##### THE INPUT

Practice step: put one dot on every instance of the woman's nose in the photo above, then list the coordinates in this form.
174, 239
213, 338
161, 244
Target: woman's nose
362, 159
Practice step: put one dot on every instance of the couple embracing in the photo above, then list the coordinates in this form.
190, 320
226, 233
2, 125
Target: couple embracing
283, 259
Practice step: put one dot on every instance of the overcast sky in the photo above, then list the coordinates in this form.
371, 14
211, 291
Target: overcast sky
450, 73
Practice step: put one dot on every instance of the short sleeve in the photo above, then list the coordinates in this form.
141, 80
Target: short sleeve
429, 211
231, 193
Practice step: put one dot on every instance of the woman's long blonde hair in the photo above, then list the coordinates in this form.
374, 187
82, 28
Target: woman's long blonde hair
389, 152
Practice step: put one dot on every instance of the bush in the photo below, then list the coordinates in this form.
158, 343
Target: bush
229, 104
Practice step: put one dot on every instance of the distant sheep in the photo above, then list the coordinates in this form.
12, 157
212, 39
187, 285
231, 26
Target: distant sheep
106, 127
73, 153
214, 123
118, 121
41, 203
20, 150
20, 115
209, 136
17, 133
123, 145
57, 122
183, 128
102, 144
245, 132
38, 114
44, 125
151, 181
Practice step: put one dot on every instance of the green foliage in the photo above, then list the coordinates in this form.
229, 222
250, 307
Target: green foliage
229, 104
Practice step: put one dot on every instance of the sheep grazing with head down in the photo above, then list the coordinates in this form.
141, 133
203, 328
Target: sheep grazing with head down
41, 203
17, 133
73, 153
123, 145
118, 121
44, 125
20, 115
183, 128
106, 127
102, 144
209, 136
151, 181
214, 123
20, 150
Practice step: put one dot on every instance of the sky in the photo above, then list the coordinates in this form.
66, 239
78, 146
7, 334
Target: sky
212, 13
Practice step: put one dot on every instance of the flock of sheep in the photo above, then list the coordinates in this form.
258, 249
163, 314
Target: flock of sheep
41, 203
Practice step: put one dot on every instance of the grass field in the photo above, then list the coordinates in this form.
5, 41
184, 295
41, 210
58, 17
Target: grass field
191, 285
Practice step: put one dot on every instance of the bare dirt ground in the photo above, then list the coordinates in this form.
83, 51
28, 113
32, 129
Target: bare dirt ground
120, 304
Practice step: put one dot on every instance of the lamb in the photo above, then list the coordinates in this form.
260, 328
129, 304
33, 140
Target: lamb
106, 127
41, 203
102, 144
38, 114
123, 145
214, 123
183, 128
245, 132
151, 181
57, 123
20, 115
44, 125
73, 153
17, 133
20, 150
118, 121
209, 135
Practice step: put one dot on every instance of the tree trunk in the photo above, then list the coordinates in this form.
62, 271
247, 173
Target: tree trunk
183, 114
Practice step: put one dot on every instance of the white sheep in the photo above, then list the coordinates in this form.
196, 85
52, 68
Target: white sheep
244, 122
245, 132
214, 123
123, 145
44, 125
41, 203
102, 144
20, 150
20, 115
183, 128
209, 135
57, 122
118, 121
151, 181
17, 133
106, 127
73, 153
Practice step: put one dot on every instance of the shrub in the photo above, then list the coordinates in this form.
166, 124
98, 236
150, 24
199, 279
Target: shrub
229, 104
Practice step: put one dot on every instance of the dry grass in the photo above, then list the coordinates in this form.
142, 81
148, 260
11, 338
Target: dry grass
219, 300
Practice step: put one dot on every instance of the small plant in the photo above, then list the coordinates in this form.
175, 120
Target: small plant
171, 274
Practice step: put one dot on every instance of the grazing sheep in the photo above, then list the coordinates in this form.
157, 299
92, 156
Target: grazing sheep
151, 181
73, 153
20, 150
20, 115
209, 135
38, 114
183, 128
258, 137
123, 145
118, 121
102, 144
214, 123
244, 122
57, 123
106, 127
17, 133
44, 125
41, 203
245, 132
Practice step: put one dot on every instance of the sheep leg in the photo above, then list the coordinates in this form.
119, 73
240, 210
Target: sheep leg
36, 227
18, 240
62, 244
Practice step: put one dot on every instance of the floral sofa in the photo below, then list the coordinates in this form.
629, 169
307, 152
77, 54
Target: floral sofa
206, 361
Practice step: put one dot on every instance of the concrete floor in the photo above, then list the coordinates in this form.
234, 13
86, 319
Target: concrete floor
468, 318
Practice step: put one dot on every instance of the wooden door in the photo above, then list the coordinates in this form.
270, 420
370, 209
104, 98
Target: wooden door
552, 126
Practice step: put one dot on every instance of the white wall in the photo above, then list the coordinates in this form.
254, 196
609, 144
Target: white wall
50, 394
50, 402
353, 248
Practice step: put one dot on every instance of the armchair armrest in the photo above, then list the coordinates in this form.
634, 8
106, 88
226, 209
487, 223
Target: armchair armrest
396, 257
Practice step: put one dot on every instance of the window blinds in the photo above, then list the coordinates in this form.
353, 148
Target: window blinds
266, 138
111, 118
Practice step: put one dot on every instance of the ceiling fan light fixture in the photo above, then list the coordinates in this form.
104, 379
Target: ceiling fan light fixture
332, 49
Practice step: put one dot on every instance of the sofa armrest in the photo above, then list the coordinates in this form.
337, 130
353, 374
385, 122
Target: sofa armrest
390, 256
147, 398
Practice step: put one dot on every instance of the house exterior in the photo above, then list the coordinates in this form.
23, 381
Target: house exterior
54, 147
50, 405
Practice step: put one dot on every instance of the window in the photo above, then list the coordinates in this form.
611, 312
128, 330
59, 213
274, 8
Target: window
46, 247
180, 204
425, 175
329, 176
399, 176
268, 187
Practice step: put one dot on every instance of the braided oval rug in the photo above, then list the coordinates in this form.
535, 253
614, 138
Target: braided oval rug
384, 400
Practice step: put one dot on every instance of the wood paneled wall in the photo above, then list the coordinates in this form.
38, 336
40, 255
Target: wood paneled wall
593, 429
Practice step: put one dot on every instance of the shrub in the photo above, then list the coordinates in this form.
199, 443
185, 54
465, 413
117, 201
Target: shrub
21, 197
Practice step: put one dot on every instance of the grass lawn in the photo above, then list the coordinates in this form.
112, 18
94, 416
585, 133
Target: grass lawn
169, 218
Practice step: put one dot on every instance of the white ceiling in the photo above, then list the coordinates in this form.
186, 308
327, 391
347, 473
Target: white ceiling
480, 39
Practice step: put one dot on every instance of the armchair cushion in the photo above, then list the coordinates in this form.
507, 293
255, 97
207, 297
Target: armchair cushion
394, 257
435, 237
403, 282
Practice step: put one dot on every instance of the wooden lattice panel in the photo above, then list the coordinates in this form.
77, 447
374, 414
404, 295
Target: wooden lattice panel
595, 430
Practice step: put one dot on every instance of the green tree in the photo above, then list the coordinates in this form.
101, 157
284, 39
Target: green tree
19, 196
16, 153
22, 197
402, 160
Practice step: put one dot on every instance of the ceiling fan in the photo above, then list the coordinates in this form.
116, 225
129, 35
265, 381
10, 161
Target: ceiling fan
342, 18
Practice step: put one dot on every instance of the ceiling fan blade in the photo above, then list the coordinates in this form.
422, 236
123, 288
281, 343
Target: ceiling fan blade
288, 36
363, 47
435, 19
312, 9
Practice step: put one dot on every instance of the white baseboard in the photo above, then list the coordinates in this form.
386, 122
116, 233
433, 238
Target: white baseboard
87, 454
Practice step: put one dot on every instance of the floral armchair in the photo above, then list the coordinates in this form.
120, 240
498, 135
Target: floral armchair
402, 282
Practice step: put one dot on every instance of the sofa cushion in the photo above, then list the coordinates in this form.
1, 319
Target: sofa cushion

##########

*EXERCISE AIM:* Look through the listing above. Pick out each line with "below" and copy it.

*RESULT OF THIS TASK:*
Practice step: put one dot on every instance of the bush in the photo below, then list the coordinates in this form.
Practice step: put one dot on every instance of the floral sofa in the photo below, then list the coordinates in this form.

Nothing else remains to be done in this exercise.